- _GIVEN PROBLEM_: Lay out the rows between the lines holding "Objective — one point per instance of the red bleacher" and "267], [195, 495]]", inclusive, as a two-column CSV with the headers task and value. Put each row's text under task and its answer under value, with each field quoted and any line breaks replaced by spaces.

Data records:
··········
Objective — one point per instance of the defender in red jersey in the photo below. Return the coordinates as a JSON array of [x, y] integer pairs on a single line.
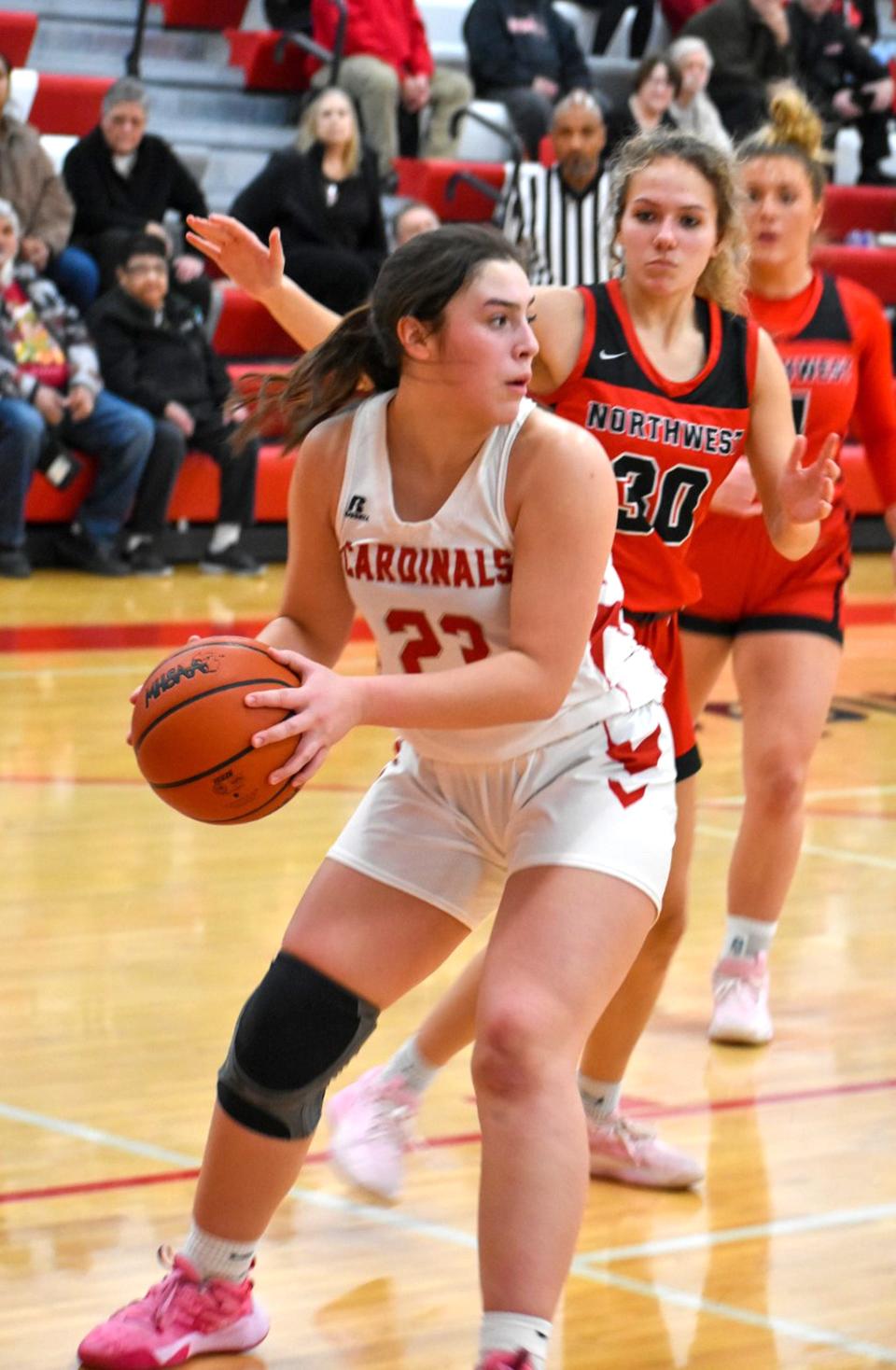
[[703, 386], [781, 621]]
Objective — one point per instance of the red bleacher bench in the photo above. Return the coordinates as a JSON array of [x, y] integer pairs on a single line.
[[58, 103], [203, 14], [427, 180], [245, 329], [849, 207], [17, 35], [255, 52], [873, 267], [195, 495]]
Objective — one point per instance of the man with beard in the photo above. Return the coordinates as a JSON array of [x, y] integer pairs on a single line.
[[558, 214]]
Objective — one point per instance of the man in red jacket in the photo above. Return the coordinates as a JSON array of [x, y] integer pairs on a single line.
[[386, 63]]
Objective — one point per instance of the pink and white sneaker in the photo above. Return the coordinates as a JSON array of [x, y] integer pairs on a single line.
[[371, 1130], [633, 1155], [181, 1317], [740, 1000], [506, 1361]]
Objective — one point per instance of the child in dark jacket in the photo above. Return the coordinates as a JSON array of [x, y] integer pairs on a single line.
[[154, 353]]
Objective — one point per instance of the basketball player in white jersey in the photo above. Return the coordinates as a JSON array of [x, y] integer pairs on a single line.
[[473, 530]]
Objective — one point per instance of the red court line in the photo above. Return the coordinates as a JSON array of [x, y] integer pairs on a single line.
[[76, 637], [79, 637], [643, 1109]]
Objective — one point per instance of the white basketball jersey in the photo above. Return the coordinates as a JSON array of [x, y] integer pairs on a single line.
[[436, 594]]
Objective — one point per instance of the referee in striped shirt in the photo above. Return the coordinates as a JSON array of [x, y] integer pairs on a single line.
[[559, 216]]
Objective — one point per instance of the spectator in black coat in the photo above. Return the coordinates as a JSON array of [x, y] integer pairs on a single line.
[[846, 84], [154, 351], [749, 41], [325, 202], [524, 53], [656, 82], [123, 181]]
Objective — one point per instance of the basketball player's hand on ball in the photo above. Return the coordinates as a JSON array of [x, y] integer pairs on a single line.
[[324, 708], [737, 492], [807, 492]]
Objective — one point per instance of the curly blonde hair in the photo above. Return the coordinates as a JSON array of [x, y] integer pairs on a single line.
[[723, 275], [793, 131]]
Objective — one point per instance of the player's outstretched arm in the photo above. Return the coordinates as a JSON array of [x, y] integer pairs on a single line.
[[793, 497], [258, 269]]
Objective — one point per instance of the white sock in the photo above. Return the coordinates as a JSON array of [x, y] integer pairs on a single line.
[[224, 536], [216, 1258], [600, 1097], [747, 936], [515, 1332], [412, 1068]]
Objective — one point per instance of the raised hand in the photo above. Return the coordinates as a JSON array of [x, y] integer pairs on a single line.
[[807, 492], [240, 254]]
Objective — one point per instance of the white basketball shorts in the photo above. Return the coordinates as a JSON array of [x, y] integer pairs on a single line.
[[450, 834]]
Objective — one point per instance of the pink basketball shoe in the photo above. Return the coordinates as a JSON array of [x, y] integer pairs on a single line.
[[740, 1000], [181, 1317], [506, 1361], [623, 1150], [371, 1130]]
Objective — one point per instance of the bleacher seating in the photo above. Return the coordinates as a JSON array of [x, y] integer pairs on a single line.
[[203, 14], [56, 103], [245, 330], [265, 67], [17, 35]]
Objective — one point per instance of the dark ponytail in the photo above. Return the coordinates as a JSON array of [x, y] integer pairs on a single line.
[[416, 281]]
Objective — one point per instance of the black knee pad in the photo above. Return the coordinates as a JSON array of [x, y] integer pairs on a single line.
[[293, 1036]]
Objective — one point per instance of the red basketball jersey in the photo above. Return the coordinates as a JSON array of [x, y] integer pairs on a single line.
[[670, 441], [836, 350]]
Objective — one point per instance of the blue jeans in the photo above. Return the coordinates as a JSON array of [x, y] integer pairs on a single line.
[[118, 435], [77, 275]]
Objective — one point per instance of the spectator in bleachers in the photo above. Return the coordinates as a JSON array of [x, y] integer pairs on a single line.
[[524, 53], [412, 219], [693, 108], [558, 214], [154, 351], [123, 181], [38, 196], [647, 107], [388, 66], [324, 196], [749, 41], [842, 78], [51, 394]]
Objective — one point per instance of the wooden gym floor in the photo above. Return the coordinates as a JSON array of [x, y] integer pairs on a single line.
[[133, 936]]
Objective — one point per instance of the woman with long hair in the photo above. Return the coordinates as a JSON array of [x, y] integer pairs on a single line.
[[324, 195], [473, 532], [781, 622], [676, 386]]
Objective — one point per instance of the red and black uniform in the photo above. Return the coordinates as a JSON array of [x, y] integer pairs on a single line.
[[836, 348], [672, 442]]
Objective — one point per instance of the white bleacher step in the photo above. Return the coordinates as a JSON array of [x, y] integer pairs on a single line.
[[63, 44], [97, 11]]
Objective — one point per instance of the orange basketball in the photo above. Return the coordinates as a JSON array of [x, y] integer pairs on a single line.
[[192, 732]]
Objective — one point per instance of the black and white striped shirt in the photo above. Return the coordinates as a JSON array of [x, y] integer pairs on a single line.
[[565, 233]]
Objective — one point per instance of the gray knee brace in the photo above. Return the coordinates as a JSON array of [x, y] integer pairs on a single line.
[[293, 1036]]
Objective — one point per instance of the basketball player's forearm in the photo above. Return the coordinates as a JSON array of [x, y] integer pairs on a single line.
··········
- _OUTPUT_:
task,value
"Objective — one point per instance of the red bleacher bench in the photo above. Return the coordinates as a JSON array of [x, y] integer pairs on a single line.","[[58, 103], [203, 14], [427, 180], [245, 329], [849, 207], [17, 35], [255, 52], [873, 267], [195, 495]]"